**EXERCISE**
Images don't belong in the copy. Output the rest of the data exactly.
Start of Block
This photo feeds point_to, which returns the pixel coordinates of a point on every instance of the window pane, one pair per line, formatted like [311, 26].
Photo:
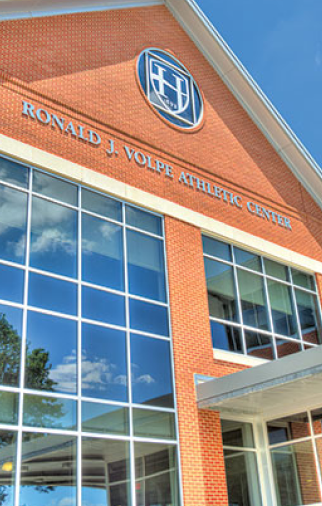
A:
[9, 407]
[102, 252]
[276, 270]
[259, 345]
[10, 345]
[222, 298]
[54, 188]
[156, 475]
[154, 424]
[149, 317]
[53, 238]
[51, 293]
[248, 259]
[317, 420]
[103, 306]
[14, 173]
[104, 373]
[238, 434]
[216, 248]
[151, 371]
[13, 222]
[105, 472]
[11, 283]
[253, 301]
[48, 471]
[49, 412]
[143, 220]
[295, 475]
[51, 353]
[99, 204]
[302, 279]
[283, 314]
[242, 478]
[8, 452]
[285, 347]
[105, 418]
[307, 306]
[146, 266]
[225, 337]
[288, 428]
End of Block
**PROBLEM SOLUTION**
This photo feeds point_to, which returns the pixel coordinates of a point on every instance of the window pane, one pair per line, formatted like [311, 26].
Photo:
A:
[9, 407]
[102, 252]
[276, 270]
[259, 345]
[10, 345]
[222, 298]
[54, 188]
[156, 475]
[154, 424]
[149, 317]
[53, 238]
[51, 293]
[248, 259]
[317, 420]
[103, 306]
[14, 173]
[104, 373]
[238, 434]
[216, 248]
[151, 371]
[13, 222]
[105, 472]
[11, 283]
[253, 301]
[48, 471]
[49, 412]
[143, 220]
[295, 475]
[51, 353]
[99, 204]
[302, 279]
[283, 314]
[242, 478]
[8, 452]
[285, 347]
[105, 418]
[307, 306]
[146, 266]
[225, 337]
[288, 428]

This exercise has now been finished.